■ SET TASKS
a: In the text on dual tax rates, about how many of the 351 cities and towns in Massachusetts have a dual tax rate in effect at any given time?
b: Write the next part of the text on dual tax rates, picking up after its last sentence.

------ EXCERPT ------

20 Reasons to Not Implement a Dual Tax Rate
The issue of whether or not to have a dual tax rate is extremely complex, and can be deceptive. Unfortunately, the way a business is taxed is integrally different from the way a resident is taxed, which results, in itself, in a great deal of confusion. Many proponents do not have all the data needed to be fully informed concerning the long term (and often negative) effects a dual tax rate could consequently have on our local economy and home real estate values. The perception of immediate tax relief to homeowners often overshadows the true downwardly spiraling “ripple effect” such a move typically has on the local economy over time.
The United Regional Chamber of Commerce ask that you help us in our efforts to educate residents and businesses alike concerning the impact of a dual tax rate by reading the attached, which is a partial listing of the some of the many reasons why a dual tax rate would be a very bad idea in Franklin.
- A dual tax rate raises no additional money for essential Town services. NONE WHATSOEVER. The total tax levy in any city or town in Massachusetts is set by “Proposition 2 ½” regulations and the level of new growth in a town. Again, the total amount of overall tax dollars raised does not change in any way under a dual tax rate system.
- When property valuations increase overall, the dollar tax rate is lowered. Noting an often increasing valuation every three years, residents can become fearful that their overall tax bills will increase dramatically and in proportion to the amount their assessed value has been raised. However, this is not the case. The tax rate is, of necessity, lowered when this happens, as a direct result of the higher valuations, due to a fixed set total tax levy end amount. Indeed, in the last fifteen years in Franklin, the real value of the average single-family home in Town has more than doubled (from $175,000 to 385,000, or about 200%). Yet the tax bill of the average single-family homeowner has only increased by about 50% (from $2,406 to $3,530).
- Of 351 cities and towns in Massachusetts, only about 100 or so, at any given time, have a dual tax rate in effect. There are many reasons why less than 30% of towns and cities in the state opt for a dual tax rate, some of which are detailed here.

------ DATASET ROWS ------

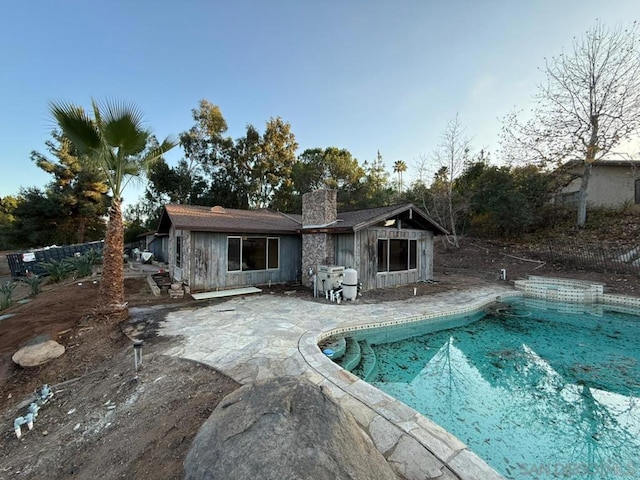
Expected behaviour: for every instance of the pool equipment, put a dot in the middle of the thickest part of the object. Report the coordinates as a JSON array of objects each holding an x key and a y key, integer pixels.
[
  {"x": 137, "y": 353},
  {"x": 350, "y": 284},
  {"x": 43, "y": 395}
]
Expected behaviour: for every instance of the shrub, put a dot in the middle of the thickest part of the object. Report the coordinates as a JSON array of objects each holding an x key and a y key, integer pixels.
[
  {"x": 34, "y": 282},
  {"x": 83, "y": 265},
  {"x": 58, "y": 270},
  {"x": 6, "y": 292}
]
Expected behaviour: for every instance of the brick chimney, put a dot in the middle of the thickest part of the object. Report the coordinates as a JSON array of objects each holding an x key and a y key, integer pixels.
[{"x": 319, "y": 208}]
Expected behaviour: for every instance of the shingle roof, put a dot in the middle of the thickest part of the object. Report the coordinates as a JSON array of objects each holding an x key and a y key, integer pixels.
[
  {"x": 218, "y": 219},
  {"x": 359, "y": 219},
  {"x": 231, "y": 220}
]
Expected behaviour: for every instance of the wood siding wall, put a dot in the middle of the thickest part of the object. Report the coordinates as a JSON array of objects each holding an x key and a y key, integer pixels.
[
  {"x": 208, "y": 263},
  {"x": 360, "y": 251}
]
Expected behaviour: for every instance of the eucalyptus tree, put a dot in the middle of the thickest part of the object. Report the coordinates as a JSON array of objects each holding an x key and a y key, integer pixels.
[
  {"x": 78, "y": 191},
  {"x": 588, "y": 108},
  {"x": 114, "y": 141}
]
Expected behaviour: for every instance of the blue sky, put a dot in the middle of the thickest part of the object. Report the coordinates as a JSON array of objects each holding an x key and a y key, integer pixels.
[{"x": 362, "y": 75}]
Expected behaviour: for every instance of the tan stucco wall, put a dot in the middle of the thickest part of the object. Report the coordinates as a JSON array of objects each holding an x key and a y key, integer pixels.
[{"x": 609, "y": 186}]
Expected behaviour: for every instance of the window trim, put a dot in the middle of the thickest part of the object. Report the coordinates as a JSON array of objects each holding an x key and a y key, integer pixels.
[
  {"x": 387, "y": 255},
  {"x": 268, "y": 259},
  {"x": 178, "y": 251}
]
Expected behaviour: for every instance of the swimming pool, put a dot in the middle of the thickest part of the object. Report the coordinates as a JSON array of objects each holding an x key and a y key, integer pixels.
[{"x": 537, "y": 389}]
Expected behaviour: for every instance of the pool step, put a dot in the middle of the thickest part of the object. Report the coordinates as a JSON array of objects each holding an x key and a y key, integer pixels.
[
  {"x": 338, "y": 345},
  {"x": 352, "y": 355},
  {"x": 367, "y": 368}
]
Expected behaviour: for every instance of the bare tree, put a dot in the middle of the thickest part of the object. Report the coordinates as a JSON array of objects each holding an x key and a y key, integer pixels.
[
  {"x": 450, "y": 157},
  {"x": 399, "y": 167},
  {"x": 588, "y": 107}
]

------

■ TASK-BY-TASK OUTPUTS
a: About 100.

b:
- There is a known statistical ratio of number of for profit businesses to number of taxable residential units that should trigger a close look at whether a dual tax rate starts to make sense or not for a certain community, which is 30% business to 70% residential. Only if a town has reached the well-documented 30% level, and has among its major business taxpayers businesses that are difficult to move - such as power plants, or vast shopping malls - only then does it make sense to consider a dual tax rate. Franklin meets neither of these criteria.
- The current tax system is already neither fair nor equitable for businesses, for businesses pay toward such items as the Town’s school system and trash pick-up services, which they do not use. Residents have always received a greater value, dollar for dollar, from their tax payments, and still do so even now. Going to a dual tax classification system would further increase the inequity, would be a great injustice, and additionally continue to skew the ratio of payments made to services and benefits received.
- Under a dual tax rate system, because there is a ratio of approximately 80 homeowners per every 20 businesses in Franklin, homeowners would only see a small decrease in their taxes, whereas businesses would see a raise of some four times that, due to the 4 to 1 ratio.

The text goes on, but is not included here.